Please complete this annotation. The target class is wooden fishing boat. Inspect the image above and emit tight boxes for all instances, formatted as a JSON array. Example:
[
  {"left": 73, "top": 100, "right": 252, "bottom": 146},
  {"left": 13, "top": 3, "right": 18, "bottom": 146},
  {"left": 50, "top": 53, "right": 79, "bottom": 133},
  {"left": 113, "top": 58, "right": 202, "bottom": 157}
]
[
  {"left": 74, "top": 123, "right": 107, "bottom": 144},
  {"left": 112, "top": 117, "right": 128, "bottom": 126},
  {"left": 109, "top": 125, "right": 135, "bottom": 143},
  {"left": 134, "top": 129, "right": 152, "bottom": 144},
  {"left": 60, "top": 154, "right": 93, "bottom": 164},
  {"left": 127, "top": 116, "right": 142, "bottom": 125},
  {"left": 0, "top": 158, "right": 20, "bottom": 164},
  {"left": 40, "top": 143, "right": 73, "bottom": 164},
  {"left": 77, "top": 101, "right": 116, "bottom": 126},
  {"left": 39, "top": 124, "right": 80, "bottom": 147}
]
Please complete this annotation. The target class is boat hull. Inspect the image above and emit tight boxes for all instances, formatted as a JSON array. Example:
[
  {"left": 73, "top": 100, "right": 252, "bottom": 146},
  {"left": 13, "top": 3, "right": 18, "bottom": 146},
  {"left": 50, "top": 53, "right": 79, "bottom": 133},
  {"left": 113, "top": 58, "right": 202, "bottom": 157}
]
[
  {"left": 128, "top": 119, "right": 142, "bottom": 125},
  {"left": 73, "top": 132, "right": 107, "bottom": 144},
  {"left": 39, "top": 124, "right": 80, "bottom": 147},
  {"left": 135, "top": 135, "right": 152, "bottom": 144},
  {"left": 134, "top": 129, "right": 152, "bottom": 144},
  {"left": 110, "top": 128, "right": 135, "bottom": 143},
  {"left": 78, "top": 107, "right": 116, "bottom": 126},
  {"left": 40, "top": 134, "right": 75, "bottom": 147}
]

- _BRIEF_:
Convert every line of the entries above into a Markdown table with the columns Row and Line, numbering the rows in order and omitting blank lines.

- _WRITTEN ANSWER_:
| Row | Line |
|---|---|
| 1 | Please complete this annotation. The target class is wooden fishing boat. Inspect the image above and emit tight boxes for all instances, formatted as a JSON array. Example: |
| 2 | [ |
| 3 |   {"left": 73, "top": 100, "right": 252, "bottom": 146}, |
| 4 |   {"left": 13, "top": 3, "right": 18, "bottom": 146}, |
| 5 |   {"left": 50, "top": 53, "right": 79, "bottom": 133}, |
| 6 |   {"left": 113, "top": 58, "right": 202, "bottom": 157} |
| 7 | ] |
| 8 | [ |
| 9 |   {"left": 74, "top": 123, "right": 107, "bottom": 144}, |
| 10 |   {"left": 112, "top": 117, "right": 128, "bottom": 126}, |
| 11 |   {"left": 109, "top": 125, "right": 135, "bottom": 143}, |
| 12 |   {"left": 134, "top": 129, "right": 152, "bottom": 144}, |
| 13 |   {"left": 60, "top": 154, "right": 93, "bottom": 164}, |
| 14 |   {"left": 127, "top": 116, "right": 142, "bottom": 125}, |
| 15 |   {"left": 0, "top": 158, "right": 20, "bottom": 164}, |
| 16 |   {"left": 40, "top": 143, "right": 73, "bottom": 164}, |
| 17 |   {"left": 77, "top": 101, "right": 116, "bottom": 126}, |
| 18 |   {"left": 39, "top": 124, "right": 80, "bottom": 147} |
| 19 | ] |
| 20 | Please complete this annotation. The target class is boat hull. Inspect the image above and emit tight boxes for all instances, formatted as a JSON array. Example: |
| 21 | [ |
| 22 |   {"left": 73, "top": 100, "right": 252, "bottom": 146}, |
| 23 |   {"left": 13, "top": 3, "right": 18, "bottom": 146}, |
| 24 |   {"left": 50, "top": 53, "right": 79, "bottom": 133}, |
| 25 |   {"left": 113, "top": 58, "right": 202, "bottom": 157} |
| 26 | ] |
| 27 | [ |
| 28 |   {"left": 128, "top": 119, "right": 142, "bottom": 125}, |
| 29 |   {"left": 73, "top": 132, "right": 107, "bottom": 144}, |
| 30 |   {"left": 39, "top": 124, "right": 80, "bottom": 147}, |
| 31 |   {"left": 135, "top": 135, "right": 152, "bottom": 144}, |
| 32 |   {"left": 134, "top": 129, "right": 152, "bottom": 144}, |
| 33 |   {"left": 110, "top": 128, "right": 135, "bottom": 143}, |
| 34 |   {"left": 78, "top": 107, "right": 116, "bottom": 126}, |
| 35 |   {"left": 40, "top": 134, "right": 75, "bottom": 147} |
| 36 | ] |